→ **EXERCISES TO COMPLETE**:
1. In the CAN bus post, which CAN interfaces does the code open?
2. Shorten the paragraph of the CAN bus post that begins "Seems like I found the problem" while keeping its main facts.
3. Please repeat everything in the CAN bus post from "Here is my code" down to "broadcast_process.start()".
PASSAGE PROVIDED start
I think I have the same issue after upgrading my RPi5 up to last Raspbian with all simple default settings. Thats happens only when a lot of transfer via CAN bus
Linux dev 6.12.47+rpt-rpi-v8 #1 SMP PREEMPT Debian 1:6.12.47-1+rpt1 (2025-09-16) aarch64 GNU/Linux
PRETTY_NAME="Raspbian GNU/Linux 13 (trixie)"
NAME="Raspbian GNU/Linux"
VERSION_ID="13"
VERSION="13 (trixie)"
VERSION_CODENAME=trixie
DEBIAN_VERSION_FULL=13.1
Seems like I found the problem. I have background task with broadcasting a simple CAN-bus message every 200ms. And it cause this issue when starts another one thread with ISO-TP messaging...
Here is my code which do broadcasting and bus off
broadcast_process = multiprocessing.Process(target=start_can_broadcast_manager)
broadcast_process.start()
def start_can_broadcast_manager():
"""Broadcast VIN messages every second on all CAN interfaces (without BCM)."""
vin_hex = bytes(ecu_config.get_vin(), 'ascii')
msg1 = can.Message(
arbitration_id=0x666,
data=[0x00, vin_hex[0], vin_hex[1], vin_hex[2], vin_hex[3], vin_hex[4], vin_hex[5], vin_hex[6]],
is_extended_id=False,
)
msg2 = can.Message(
arbitration_id=0x666,
data=[0x01, vin_hex[7], vin_hex[8], vin_hex[9], vin_hex[10], vin_hex[11], vin_hex[12], vin_hex[13]],
is_extended_id=False,
)
msg3 = can.Message(
arbitration_id=0x666,
data=[0x02, vin_hex[14], vin_hex[15], vin_hex[16], 0x00, 0x00, 0x00, 0x00],
is_extended_id=False,
)
can_interfaces = ["can0", "can1", "can2"]
buses = []
# Open all CAN interfaces
for iface in can_interfaces:
try:
bus = can.interface.Bus(channel=iface, bustype="socketcan")
buses.append(bus)
logger_app.logger.info(f"Opened CAN interface: {iface}")
PASSAGE PROVIDED end
STORED ROWS start
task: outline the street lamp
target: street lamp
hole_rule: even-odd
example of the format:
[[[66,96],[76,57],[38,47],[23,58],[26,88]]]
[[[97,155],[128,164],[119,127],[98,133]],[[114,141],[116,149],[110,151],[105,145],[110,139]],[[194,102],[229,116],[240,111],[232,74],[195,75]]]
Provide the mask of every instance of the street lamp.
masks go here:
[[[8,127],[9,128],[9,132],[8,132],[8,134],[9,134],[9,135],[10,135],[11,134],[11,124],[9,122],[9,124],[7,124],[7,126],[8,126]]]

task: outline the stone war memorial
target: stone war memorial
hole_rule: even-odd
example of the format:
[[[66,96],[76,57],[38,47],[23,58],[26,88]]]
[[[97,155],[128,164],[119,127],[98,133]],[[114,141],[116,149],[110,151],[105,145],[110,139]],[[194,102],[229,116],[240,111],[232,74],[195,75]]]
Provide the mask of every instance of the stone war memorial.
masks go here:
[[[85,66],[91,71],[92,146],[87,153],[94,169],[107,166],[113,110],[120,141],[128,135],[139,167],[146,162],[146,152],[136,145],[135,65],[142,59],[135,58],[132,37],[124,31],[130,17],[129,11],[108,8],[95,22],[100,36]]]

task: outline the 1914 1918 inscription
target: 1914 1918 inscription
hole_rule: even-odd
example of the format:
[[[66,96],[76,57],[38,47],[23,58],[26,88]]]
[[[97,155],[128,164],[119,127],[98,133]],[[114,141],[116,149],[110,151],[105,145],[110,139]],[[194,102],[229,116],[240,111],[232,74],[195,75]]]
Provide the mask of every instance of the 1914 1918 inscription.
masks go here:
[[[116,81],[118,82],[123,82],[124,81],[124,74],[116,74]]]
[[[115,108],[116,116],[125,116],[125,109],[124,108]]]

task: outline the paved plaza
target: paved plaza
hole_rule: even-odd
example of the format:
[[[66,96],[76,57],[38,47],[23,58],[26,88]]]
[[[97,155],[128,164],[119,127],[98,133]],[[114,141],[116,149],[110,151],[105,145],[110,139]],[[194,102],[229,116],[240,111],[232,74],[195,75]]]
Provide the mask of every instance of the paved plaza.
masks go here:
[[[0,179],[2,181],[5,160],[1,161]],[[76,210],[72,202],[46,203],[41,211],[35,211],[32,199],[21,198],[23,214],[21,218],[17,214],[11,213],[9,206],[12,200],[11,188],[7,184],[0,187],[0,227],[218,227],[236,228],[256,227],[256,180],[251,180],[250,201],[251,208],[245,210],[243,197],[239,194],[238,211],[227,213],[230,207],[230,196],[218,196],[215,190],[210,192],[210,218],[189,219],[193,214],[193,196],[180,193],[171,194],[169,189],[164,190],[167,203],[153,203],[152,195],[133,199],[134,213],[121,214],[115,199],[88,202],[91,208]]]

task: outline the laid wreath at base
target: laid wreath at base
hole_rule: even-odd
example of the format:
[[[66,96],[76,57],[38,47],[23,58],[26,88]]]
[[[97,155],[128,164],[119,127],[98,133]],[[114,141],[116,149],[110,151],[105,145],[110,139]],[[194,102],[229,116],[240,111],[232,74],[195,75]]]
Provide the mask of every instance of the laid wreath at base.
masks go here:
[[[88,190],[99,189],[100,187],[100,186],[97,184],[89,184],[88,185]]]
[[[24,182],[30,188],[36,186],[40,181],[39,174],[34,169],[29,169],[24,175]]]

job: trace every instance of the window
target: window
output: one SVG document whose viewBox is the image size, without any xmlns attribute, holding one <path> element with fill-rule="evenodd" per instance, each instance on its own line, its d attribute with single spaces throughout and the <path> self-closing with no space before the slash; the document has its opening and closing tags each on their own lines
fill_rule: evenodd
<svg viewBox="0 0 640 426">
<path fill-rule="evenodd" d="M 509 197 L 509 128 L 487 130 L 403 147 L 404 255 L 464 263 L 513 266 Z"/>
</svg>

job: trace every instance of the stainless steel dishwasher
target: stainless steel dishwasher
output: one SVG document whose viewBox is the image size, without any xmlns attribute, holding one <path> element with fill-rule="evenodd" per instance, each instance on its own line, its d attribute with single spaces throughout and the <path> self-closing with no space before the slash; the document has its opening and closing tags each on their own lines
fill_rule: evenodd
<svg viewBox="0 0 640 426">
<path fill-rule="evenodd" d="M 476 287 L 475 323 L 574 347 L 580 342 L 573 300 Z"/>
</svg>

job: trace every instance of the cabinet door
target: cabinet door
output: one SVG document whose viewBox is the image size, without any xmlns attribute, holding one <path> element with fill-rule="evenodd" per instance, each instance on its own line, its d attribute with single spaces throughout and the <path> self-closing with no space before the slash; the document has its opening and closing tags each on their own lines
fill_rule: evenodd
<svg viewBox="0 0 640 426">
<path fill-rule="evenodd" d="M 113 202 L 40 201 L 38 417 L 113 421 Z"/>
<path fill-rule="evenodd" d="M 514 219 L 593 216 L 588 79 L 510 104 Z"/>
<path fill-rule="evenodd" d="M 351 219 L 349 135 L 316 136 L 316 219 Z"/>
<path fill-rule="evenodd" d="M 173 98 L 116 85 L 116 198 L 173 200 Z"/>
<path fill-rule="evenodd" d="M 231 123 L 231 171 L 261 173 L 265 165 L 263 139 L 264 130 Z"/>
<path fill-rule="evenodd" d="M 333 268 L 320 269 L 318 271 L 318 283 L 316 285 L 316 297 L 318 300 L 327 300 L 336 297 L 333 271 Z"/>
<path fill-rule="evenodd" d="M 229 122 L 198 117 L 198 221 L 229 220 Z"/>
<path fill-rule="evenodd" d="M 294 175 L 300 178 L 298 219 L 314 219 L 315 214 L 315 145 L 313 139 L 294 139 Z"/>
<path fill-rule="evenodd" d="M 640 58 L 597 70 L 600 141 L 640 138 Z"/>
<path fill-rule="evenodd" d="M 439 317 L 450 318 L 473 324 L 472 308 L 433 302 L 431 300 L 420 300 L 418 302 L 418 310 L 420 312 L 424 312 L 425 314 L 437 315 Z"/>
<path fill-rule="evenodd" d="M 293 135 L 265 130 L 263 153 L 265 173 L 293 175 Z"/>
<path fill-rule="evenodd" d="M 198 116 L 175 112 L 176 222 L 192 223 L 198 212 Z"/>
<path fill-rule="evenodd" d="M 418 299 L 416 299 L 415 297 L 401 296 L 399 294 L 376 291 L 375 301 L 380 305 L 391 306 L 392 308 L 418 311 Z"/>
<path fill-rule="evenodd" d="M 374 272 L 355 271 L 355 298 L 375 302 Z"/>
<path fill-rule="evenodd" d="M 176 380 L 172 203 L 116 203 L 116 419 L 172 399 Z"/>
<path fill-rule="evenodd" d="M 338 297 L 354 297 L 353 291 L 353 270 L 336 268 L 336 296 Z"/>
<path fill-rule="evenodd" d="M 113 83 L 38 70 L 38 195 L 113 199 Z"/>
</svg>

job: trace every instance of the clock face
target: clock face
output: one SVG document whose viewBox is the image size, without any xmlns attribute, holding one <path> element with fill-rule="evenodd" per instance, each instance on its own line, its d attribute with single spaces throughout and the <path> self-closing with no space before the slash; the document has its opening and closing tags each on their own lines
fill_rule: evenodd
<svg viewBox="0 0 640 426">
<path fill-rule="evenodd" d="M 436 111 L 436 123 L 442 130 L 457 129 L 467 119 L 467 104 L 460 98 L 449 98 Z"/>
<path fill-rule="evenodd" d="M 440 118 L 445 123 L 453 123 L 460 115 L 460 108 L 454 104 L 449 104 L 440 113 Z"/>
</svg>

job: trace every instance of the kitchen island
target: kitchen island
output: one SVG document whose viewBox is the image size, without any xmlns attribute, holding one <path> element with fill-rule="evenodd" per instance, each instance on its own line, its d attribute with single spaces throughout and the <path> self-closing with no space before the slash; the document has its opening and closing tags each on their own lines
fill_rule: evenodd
STORED ROWS end
→ **TASK RESULTS**:
1. can0, can1, and can2.

2. The poster traced the problem to a background task that broadcasts a simple CAN-bus message every 200ms. The issue appears when another thread starts ISO-TP messaging.

3.
Here is my code which do broadcasting and bus off
broadcast_process = multiprocessing.Process(target=start_can_broadcast_manager)
broadcast_process.start()